### [Given text]

Called my local HC today to see if any props came in. Told they had some boxes on the last shipment so decided to check them out. I asked about the Ventriloquist prop but was told it was not shipped to them. It was very disappointing in that while there were a few new props displayed from what I remembered last trip, the store pretty much looked like it did the day it opened, which was costumes, accessories, and a few discounted older props on display and some in some boxes. The store was organized, the staff was nice, attentive, and tried to be helpful so no complaint there. Just not much merchandise to look through. The props they had on the side discounted were nice props, just not what I was looking for and I'm sure some families will be delighted to get them. Gone were the great floor to ceiling displays of props that would jump out at you and such. Rather spartan.

### [Task A]
How would you render this sentence from the store-visit post in Spanish: "The store was organized, the staff was nice, attentive, and tried to be helpful so no complaint there."

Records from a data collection
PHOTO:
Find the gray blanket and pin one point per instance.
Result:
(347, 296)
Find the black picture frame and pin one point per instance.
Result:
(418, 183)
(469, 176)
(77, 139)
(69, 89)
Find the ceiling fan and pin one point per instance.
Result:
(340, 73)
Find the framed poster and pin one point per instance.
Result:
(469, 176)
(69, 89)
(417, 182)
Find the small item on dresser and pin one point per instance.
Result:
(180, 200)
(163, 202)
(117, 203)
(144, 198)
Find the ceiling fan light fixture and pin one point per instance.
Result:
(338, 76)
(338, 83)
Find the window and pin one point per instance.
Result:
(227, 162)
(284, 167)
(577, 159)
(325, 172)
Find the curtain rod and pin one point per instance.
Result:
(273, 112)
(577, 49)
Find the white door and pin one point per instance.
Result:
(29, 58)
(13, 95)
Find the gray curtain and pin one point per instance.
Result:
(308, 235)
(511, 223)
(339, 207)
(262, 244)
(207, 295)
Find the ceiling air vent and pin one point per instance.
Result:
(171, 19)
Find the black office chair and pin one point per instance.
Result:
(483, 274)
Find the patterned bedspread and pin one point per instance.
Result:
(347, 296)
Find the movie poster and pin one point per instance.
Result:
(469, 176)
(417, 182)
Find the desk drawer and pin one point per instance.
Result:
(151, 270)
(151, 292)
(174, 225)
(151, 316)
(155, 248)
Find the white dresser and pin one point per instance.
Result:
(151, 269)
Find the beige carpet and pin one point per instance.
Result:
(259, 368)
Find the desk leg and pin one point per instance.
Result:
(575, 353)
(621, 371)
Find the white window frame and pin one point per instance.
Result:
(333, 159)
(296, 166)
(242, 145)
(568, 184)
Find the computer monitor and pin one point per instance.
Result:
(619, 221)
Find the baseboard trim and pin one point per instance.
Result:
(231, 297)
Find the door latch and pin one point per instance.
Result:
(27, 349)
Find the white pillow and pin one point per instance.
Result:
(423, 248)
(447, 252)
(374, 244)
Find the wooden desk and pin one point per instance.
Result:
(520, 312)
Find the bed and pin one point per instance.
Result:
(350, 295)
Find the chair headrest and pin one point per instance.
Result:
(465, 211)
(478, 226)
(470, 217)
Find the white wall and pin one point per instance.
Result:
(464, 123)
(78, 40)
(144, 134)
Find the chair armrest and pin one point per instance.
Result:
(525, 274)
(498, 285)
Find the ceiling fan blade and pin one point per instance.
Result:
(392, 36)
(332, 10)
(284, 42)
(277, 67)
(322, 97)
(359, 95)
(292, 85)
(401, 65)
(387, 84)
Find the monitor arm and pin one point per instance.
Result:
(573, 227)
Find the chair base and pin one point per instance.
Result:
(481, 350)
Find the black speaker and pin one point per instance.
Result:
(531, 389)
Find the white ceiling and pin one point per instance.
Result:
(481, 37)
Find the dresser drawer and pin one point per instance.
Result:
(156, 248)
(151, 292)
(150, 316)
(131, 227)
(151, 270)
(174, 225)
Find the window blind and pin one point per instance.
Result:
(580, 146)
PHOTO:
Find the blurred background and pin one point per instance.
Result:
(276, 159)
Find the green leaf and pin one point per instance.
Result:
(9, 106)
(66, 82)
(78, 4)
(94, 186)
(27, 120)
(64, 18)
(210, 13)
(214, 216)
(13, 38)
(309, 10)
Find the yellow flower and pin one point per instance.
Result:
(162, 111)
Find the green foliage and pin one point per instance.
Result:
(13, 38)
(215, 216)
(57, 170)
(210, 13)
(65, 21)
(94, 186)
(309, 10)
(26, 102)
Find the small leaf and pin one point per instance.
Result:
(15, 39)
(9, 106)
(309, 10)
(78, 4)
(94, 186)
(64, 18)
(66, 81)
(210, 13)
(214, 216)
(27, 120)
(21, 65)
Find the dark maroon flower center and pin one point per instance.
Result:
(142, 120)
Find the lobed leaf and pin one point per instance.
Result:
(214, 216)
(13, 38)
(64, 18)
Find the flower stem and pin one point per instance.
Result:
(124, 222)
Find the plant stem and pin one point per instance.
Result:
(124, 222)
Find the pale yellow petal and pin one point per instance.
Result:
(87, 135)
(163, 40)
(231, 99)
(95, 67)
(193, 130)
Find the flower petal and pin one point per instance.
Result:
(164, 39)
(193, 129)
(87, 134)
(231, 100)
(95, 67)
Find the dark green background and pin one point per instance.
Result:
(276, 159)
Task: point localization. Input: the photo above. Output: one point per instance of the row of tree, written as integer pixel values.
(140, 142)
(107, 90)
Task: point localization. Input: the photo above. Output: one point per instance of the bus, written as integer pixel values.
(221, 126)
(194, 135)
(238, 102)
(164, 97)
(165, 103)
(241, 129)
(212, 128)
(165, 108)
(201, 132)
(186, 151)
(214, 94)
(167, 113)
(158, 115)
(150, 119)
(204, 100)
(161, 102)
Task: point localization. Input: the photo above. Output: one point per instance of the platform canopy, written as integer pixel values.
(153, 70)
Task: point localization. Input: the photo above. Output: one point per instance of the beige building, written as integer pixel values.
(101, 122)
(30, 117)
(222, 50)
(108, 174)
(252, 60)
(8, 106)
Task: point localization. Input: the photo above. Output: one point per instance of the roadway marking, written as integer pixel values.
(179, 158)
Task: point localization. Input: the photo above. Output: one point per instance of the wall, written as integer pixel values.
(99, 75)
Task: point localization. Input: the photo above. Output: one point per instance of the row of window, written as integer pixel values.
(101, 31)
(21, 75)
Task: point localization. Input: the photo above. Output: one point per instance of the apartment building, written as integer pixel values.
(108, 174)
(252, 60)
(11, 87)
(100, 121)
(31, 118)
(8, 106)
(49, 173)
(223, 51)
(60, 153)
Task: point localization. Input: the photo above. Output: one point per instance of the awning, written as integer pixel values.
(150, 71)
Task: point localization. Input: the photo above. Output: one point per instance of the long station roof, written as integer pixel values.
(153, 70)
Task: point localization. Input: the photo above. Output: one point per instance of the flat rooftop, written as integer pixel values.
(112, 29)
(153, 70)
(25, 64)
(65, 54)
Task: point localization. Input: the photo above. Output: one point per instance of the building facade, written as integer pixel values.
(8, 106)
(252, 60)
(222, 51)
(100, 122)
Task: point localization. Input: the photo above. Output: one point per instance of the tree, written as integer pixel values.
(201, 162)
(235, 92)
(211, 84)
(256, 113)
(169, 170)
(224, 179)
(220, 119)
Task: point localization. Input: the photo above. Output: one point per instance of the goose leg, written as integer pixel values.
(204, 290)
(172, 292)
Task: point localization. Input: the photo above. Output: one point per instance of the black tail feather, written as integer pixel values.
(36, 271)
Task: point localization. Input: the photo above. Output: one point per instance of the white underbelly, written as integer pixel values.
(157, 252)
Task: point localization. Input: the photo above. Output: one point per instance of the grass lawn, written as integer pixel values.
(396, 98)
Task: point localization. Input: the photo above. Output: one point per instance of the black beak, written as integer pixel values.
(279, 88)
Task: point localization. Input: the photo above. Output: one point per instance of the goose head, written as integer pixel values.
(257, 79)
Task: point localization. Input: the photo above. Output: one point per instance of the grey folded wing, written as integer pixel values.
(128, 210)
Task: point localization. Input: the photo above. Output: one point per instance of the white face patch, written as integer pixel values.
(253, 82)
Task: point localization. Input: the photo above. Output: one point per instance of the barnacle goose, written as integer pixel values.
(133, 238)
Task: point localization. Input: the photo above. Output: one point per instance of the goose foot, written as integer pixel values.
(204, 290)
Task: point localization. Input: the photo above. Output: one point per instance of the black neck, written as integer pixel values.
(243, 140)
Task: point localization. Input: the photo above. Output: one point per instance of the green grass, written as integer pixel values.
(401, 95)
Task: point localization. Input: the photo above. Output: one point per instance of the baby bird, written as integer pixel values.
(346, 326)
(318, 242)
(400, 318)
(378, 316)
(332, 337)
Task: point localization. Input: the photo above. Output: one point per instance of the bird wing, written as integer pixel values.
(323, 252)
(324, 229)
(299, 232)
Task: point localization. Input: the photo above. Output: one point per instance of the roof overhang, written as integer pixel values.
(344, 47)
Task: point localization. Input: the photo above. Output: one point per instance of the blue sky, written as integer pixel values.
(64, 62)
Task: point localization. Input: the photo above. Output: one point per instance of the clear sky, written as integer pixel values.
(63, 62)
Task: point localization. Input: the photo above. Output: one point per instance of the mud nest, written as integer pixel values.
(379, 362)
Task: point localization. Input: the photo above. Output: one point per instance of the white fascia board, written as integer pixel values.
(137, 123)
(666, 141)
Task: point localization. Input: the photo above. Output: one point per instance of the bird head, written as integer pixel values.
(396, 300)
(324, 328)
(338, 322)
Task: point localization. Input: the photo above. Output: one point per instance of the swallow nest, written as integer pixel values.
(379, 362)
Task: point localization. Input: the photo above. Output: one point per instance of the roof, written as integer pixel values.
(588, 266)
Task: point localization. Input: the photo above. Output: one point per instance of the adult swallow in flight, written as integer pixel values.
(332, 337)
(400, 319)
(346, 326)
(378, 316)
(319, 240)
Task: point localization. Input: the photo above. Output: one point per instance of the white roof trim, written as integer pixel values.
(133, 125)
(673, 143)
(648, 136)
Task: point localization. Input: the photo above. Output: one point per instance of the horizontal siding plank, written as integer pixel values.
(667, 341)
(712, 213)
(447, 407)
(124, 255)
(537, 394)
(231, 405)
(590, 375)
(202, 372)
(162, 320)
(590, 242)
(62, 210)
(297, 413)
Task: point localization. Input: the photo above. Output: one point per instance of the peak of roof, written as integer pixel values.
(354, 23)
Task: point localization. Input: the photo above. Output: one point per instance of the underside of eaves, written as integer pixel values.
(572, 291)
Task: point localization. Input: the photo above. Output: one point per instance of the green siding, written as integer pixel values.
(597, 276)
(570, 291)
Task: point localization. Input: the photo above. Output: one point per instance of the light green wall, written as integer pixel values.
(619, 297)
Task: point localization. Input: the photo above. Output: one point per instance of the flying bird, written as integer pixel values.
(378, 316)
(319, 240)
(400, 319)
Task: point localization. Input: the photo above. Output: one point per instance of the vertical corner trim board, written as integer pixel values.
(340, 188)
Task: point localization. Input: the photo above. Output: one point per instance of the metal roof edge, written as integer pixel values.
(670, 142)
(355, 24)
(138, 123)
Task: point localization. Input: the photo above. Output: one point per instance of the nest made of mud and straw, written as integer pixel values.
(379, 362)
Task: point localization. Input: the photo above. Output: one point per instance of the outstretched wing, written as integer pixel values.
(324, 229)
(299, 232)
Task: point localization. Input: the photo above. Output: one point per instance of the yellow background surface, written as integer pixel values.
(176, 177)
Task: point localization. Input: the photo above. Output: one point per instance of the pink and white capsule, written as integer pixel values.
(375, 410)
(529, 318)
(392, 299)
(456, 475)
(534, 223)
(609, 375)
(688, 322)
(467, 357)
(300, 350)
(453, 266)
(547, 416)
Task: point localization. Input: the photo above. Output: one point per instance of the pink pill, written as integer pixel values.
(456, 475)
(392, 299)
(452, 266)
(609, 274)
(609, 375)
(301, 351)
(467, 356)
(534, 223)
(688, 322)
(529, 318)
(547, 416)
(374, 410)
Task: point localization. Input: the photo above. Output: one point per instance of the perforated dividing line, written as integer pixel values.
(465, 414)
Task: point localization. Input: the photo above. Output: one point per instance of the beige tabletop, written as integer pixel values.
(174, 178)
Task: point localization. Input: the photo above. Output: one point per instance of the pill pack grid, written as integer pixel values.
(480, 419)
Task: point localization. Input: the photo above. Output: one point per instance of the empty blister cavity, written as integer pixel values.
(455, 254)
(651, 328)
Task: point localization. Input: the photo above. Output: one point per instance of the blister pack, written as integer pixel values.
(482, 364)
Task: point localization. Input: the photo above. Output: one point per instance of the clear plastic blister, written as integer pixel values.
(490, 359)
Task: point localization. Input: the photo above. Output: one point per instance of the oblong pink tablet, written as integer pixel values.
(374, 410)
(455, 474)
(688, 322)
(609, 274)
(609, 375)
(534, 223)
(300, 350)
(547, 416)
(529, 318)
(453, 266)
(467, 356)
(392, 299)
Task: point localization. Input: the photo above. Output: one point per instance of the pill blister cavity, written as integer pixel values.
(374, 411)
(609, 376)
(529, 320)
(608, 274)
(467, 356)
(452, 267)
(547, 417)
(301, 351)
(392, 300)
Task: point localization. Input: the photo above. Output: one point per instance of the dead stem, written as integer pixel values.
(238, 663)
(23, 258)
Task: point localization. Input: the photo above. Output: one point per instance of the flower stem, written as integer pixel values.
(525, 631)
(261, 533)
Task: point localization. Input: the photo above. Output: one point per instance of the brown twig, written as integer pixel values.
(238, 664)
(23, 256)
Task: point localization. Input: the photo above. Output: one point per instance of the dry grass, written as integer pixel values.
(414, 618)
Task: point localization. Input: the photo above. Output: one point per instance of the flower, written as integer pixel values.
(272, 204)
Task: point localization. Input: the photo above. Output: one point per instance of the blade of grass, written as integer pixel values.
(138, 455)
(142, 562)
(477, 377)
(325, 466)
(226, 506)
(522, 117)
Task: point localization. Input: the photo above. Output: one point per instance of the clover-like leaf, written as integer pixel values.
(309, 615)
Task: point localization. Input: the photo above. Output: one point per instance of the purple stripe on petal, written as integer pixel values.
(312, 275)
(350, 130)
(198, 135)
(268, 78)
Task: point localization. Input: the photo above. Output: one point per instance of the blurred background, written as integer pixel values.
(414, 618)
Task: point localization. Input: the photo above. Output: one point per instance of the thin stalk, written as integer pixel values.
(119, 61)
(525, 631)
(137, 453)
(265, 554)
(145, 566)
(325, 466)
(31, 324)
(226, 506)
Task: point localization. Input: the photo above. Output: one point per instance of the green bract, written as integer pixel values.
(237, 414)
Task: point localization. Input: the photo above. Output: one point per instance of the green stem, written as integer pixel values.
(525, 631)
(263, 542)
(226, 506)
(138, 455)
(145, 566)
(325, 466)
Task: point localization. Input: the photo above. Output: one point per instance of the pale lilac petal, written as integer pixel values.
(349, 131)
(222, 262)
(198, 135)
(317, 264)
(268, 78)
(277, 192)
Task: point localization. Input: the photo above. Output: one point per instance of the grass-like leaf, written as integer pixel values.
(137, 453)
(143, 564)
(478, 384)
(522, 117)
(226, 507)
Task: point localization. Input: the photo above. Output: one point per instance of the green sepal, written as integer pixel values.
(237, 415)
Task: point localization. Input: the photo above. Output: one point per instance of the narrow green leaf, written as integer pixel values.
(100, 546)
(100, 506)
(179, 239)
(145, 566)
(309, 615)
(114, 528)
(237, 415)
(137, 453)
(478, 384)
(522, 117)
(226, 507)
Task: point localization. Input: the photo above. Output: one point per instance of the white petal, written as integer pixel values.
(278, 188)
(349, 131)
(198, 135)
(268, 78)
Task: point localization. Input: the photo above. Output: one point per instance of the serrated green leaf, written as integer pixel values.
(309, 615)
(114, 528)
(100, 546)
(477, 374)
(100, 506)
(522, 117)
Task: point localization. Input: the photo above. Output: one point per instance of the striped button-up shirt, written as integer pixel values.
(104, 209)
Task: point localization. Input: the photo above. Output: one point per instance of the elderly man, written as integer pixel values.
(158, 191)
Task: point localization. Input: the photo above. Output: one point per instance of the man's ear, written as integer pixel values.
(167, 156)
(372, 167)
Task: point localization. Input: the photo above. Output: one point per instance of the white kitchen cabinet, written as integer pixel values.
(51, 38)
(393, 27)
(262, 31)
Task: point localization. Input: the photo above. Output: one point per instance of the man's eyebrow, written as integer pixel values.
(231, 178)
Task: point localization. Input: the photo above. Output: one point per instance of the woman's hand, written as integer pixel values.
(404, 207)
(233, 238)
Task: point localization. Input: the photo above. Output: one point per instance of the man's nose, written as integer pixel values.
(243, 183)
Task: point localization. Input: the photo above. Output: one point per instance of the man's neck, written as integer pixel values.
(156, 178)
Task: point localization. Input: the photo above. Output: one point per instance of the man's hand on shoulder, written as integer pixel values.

### [Task B]
In how many lines of the records does the string "dresser" appear, with case counting? Reply with the number alone.

### [Problem solution A]
La tienda estaba organizada, el personal era amable, atento y trató de ser útil, así que no hay queja en ese sentido.

### [Problem solution B]
3